Guillermo Pacheco Tabe es un ser extraño. Por sus venas corren gustos por el dinero fácil, la corrupción, el amor por los caballos y la charrería, así como su admiración por delincuentes profesionales.
Antes del interinato, en el que hizo y deshizo a placer, nadie daba un cacahuate por el junior. Por eso cuando su abuelo llegó a la gubernatura de Puebla supo que era su oportunidad para amasar una fortuna. A espaldas del patriarca metió mano en contratos, licitaciones, adjudicaciones para favorecer a propios y extraños, siempre y cuando participaran con su respectivo moche.
El ansia por brillar llevó a Guillo Pacheco a confundir el negocio al amparo del poder con la extorsión. Más de una vez se metió en problemas, más de una vez tuvieron que intervenir sus más allegados para salvarle el pellejo.
Una de esas torpezas, por ejemplo, lo llevaron a exiliarse por decisión propia. Dejó Puebla y se entronizó en Estados Unidos. Antes, nos dicen diferentes fuentes, tuvo que recurrir al auxilio del otrora operador estrella de morenovallismo —hoy preso en un penal federal— para que fuera liberado de sus captores, quienes le exigían pagar por sus fechorías. Otro junior, cómplice de sus correrías, intervino para pedir el favor.

▸ FILAS SIN PROCESAR
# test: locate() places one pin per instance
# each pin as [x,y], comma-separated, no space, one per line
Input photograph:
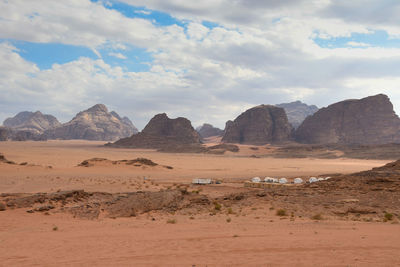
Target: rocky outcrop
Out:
[126,121]
[162,132]
[9,134]
[297,112]
[5,133]
[34,122]
[259,125]
[207,130]
[369,120]
[96,123]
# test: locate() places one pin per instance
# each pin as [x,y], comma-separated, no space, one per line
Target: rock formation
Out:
[162,132]
[126,121]
[370,120]
[96,123]
[34,122]
[259,125]
[297,112]
[10,134]
[207,130]
[4,133]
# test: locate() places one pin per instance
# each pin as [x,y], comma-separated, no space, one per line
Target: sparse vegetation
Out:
[217,206]
[281,212]
[172,221]
[388,216]
[317,217]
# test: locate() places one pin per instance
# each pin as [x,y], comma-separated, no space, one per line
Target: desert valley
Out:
[95,191]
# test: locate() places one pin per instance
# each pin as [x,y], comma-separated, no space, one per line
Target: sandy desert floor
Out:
[255,236]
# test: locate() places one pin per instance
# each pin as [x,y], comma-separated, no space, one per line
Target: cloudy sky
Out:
[207,60]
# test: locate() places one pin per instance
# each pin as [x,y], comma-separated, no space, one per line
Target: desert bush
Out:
[172,221]
[317,217]
[281,212]
[217,206]
[388,216]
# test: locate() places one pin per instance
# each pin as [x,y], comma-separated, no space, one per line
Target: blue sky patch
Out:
[158,18]
[360,40]
[44,55]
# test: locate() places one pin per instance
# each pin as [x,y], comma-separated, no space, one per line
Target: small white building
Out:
[298,181]
[270,180]
[201,181]
[283,181]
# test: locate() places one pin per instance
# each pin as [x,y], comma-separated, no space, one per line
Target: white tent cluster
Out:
[315,179]
[298,180]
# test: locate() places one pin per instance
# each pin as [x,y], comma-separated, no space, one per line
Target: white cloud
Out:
[117,55]
[262,52]
[357,44]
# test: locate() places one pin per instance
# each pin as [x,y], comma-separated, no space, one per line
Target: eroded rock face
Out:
[259,125]
[96,123]
[34,122]
[369,120]
[207,130]
[162,132]
[297,112]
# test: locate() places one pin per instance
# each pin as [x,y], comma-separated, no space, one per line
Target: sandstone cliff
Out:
[259,125]
[162,132]
[297,112]
[34,122]
[95,123]
[369,120]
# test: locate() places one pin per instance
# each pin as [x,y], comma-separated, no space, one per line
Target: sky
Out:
[206,60]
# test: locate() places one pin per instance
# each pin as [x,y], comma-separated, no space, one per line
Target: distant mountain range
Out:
[370,120]
[95,123]
[297,112]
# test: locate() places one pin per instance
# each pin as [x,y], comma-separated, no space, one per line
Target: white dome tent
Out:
[298,181]
[283,181]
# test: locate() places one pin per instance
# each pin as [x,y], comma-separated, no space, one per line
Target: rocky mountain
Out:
[95,123]
[10,134]
[126,121]
[297,112]
[207,130]
[369,120]
[34,122]
[162,132]
[259,125]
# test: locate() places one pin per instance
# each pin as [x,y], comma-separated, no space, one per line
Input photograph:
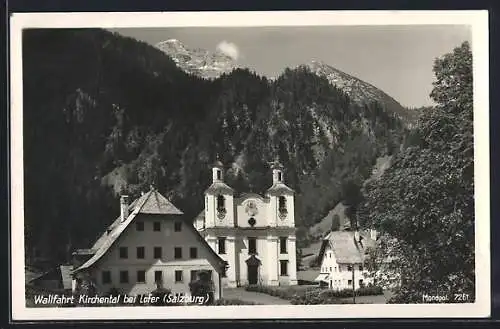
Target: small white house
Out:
[342,257]
[150,243]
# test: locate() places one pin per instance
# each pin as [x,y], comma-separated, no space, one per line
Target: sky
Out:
[395,59]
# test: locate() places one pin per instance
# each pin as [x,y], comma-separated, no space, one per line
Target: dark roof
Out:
[346,250]
[219,187]
[244,196]
[253,261]
[279,188]
[66,275]
[276,165]
[150,203]
[157,204]
[218,164]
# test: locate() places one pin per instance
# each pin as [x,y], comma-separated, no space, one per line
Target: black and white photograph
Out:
[208,165]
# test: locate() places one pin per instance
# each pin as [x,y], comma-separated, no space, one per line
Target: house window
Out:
[178,276]
[178,253]
[194,275]
[140,252]
[283,245]
[139,226]
[123,252]
[157,226]
[220,203]
[178,226]
[252,245]
[141,276]
[123,276]
[222,245]
[282,204]
[158,276]
[283,267]
[106,277]
[193,252]
[157,252]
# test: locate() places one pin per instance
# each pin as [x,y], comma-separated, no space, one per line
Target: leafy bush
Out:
[287,293]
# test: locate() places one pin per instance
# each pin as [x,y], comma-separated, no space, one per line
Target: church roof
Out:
[219,186]
[280,188]
[150,203]
[345,248]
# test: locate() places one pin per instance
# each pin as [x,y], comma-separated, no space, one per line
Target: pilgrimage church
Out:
[254,234]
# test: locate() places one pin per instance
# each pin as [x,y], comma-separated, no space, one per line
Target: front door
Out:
[252,274]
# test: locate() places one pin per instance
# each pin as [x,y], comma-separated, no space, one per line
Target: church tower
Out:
[282,199]
[219,207]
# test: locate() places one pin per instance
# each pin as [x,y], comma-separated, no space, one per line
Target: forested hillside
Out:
[104,114]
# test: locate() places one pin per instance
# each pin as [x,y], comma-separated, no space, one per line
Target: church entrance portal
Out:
[253,274]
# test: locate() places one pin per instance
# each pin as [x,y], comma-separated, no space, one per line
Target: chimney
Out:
[123,208]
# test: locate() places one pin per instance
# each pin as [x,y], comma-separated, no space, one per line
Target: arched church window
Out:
[220,202]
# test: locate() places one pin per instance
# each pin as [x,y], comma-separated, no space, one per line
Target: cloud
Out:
[228,48]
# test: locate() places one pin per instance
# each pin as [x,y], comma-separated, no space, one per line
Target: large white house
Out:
[255,234]
[150,243]
[343,255]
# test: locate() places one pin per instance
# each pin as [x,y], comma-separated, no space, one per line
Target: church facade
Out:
[254,234]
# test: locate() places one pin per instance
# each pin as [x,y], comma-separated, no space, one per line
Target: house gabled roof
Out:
[345,248]
[151,202]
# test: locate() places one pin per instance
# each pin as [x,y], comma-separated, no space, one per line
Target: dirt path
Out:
[251,296]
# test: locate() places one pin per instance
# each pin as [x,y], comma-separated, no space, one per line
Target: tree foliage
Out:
[425,201]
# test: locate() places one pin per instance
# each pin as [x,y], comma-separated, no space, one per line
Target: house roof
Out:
[345,248]
[66,275]
[151,202]
[219,186]
[280,188]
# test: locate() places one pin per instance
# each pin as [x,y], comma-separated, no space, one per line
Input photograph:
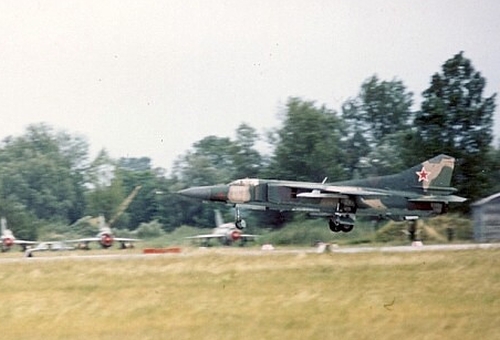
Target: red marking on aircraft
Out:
[423,175]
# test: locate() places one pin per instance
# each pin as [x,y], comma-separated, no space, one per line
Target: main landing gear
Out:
[238,221]
[341,223]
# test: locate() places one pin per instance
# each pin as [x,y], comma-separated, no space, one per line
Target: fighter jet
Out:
[8,239]
[226,233]
[423,190]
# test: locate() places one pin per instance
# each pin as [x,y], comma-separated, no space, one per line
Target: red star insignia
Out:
[423,175]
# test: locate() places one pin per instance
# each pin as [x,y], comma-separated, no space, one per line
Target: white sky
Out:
[150,78]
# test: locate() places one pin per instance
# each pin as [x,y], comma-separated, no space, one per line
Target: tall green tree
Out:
[42,170]
[456,118]
[377,120]
[247,161]
[309,145]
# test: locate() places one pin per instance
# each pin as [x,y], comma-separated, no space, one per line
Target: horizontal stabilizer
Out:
[320,195]
[447,199]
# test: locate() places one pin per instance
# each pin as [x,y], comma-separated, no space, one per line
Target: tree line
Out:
[46,176]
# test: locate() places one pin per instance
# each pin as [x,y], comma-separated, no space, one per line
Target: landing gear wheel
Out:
[347,227]
[334,225]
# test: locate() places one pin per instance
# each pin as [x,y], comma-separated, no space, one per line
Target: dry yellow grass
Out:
[222,294]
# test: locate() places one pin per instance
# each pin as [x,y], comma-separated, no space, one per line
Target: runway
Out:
[117,255]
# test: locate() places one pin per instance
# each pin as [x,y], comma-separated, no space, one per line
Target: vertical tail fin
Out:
[433,175]
[218,218]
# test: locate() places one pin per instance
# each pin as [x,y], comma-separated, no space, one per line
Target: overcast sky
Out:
[150,78]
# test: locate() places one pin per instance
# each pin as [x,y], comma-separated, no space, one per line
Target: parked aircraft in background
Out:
[48,246]
[422,190]
[105,238]
[226,233]
[8,239]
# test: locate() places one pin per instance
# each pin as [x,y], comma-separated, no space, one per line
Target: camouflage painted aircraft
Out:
[423,190]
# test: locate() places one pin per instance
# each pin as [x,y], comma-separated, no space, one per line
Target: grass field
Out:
[223,294]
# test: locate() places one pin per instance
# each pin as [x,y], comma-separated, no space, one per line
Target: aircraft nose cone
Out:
[208,193]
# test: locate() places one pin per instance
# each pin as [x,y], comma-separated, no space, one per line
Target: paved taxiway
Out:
[248,252]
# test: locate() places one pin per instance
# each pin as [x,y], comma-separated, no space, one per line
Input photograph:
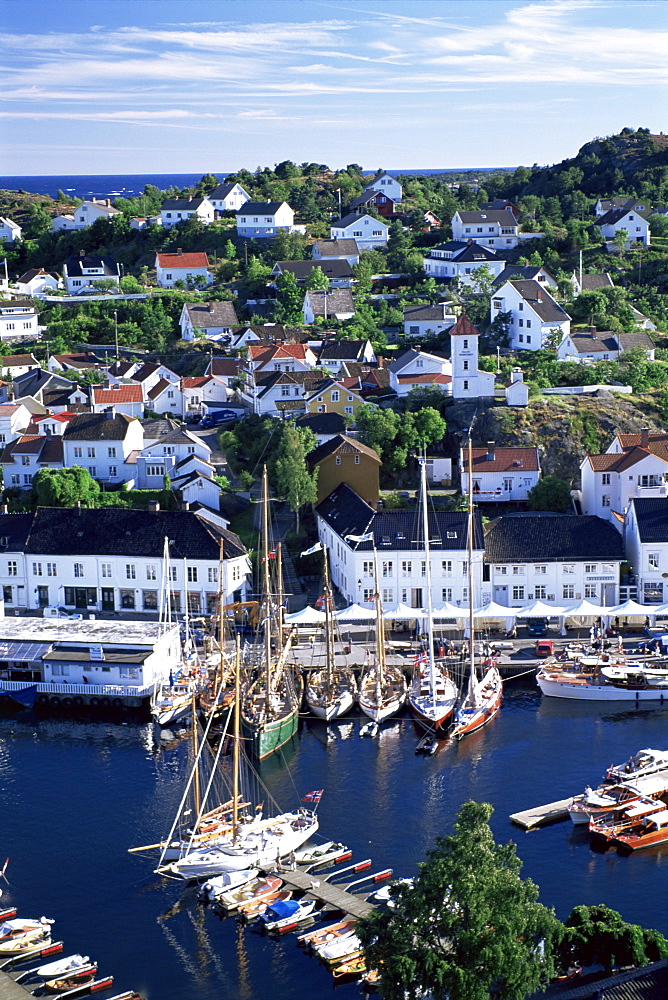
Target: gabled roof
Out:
[505,460]
[401,530]
[205,315]
[98,427]
[109,395]
[181,260]
[552,538]
[342,445]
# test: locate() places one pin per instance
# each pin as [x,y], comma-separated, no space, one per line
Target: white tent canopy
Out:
[538,610]
[355,613]
[307,616]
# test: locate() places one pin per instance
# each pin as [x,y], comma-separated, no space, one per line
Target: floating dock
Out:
[322,890]
[531,819]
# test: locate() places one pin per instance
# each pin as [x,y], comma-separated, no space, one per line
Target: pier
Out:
[322,890]
[531,819]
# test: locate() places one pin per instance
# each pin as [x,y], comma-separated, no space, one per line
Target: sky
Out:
[132,86]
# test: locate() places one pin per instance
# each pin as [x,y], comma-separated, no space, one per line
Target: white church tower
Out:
[467,381]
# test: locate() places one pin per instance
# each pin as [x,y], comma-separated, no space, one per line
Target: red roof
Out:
[117,394]
[184,260]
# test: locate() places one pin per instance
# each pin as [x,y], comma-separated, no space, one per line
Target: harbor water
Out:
[76,796]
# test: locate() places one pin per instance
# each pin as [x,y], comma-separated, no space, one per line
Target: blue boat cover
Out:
[281,908]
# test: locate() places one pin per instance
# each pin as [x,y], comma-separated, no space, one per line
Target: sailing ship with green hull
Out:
[273,686]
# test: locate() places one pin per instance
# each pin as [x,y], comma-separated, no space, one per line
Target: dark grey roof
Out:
[119,531]
[333,269]
[652,518]
[346,513]
[98,427]
[552,538]
[260,208]
[74,265]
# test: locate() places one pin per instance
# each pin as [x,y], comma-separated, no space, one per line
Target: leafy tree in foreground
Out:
[550,493]
[469,928]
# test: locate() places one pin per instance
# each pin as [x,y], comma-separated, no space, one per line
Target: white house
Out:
[458,259]
[9,231]
[490,228]
[428,321]
[110,559]
[190,268]
[556,558]
[36,281]
[215,320]
[127,399]
[468,382]
[628,219]
[18,320]
[367,232]
[262,219]
[85,215]
[635,466]
[535,316]
[82,271]
[499,474]
[176,210]
[416,367]
[337,249]
[336,303]
[398,540]
[646,544]
[228,198]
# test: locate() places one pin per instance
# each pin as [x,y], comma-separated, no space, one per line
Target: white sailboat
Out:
[330,691]
[483,696]
[432,695]
[383,688]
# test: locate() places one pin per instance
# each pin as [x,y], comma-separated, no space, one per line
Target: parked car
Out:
[216,417]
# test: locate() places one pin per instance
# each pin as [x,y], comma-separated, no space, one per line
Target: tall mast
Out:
[430,609]
[266,585]
[235,745]
[469,546]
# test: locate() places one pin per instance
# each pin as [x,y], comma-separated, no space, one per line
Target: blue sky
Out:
[130,86]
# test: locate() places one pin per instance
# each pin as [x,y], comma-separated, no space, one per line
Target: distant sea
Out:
[131,185]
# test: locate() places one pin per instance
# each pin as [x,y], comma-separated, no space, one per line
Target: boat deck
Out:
[332,894]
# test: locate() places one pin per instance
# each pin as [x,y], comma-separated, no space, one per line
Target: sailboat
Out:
[483,696]
[432,694]
[382,687]
[270,704]
[330,691]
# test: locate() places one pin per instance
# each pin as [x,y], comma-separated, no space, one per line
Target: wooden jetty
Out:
[322,890]
[531,819]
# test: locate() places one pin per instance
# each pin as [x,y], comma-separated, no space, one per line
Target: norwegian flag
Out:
[313,797]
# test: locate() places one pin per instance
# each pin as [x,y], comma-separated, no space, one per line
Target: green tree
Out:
[64,487]
[468,928]
[289,473]
[550,493]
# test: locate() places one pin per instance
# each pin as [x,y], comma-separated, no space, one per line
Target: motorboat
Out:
[226,882]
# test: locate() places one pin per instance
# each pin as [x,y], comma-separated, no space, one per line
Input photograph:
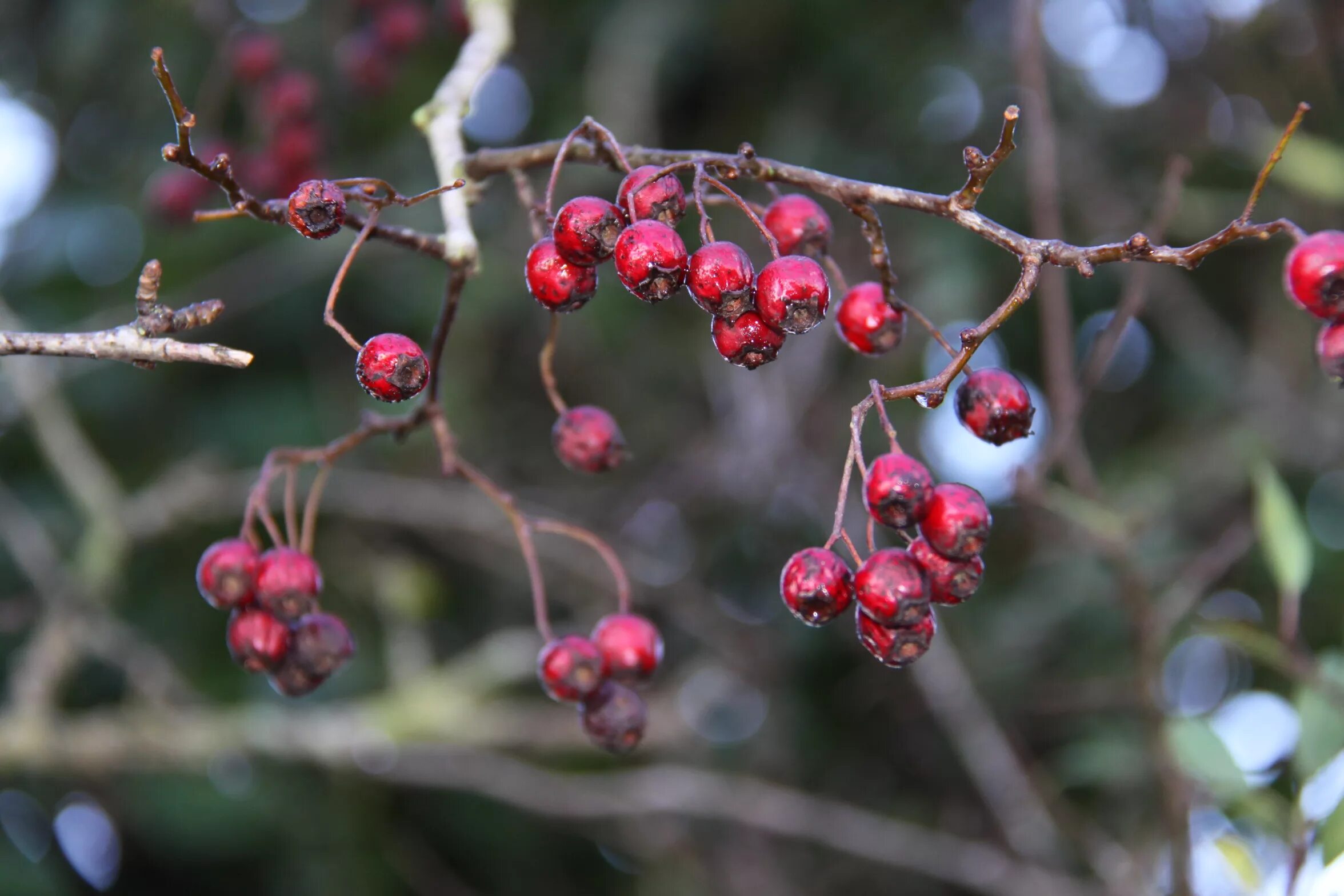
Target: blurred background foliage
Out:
[733,470]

▸ ENUNCIADO
Edita el texto sobre Guillermo Pacheco Tabe: reproduce el fragmento que empieza con las palabras "Antes del interinato, en" y termina con "salvarle el pellejo.", y sustituye "gubernatura" por "alcaldía". Las filas provienen de otra fuente.

▸ RESPUESTA ESCRITA
Antes del interinato, en el que hizo y deshizo a placer, nadie daba un cacahuate por el junior. Por eso cuando su abuelo llegó a la alcaldía de Puebla supo que era su oportunidad para amasar una fortuna. A espaldas del patriarca metió mano en contratos, licitaciones, adjudicaciones para favorecer a propios y extraños, siempre y cuando participaran con su respectivo moche.
El ansia por brillar llevó a Guillo Pacheco a confundir el negocio al amparo del poder con la extorsión. Más de una vez se metió en problemas, más de una vez tuvieron que intervenir sus más allegados para salvarle el pellejo.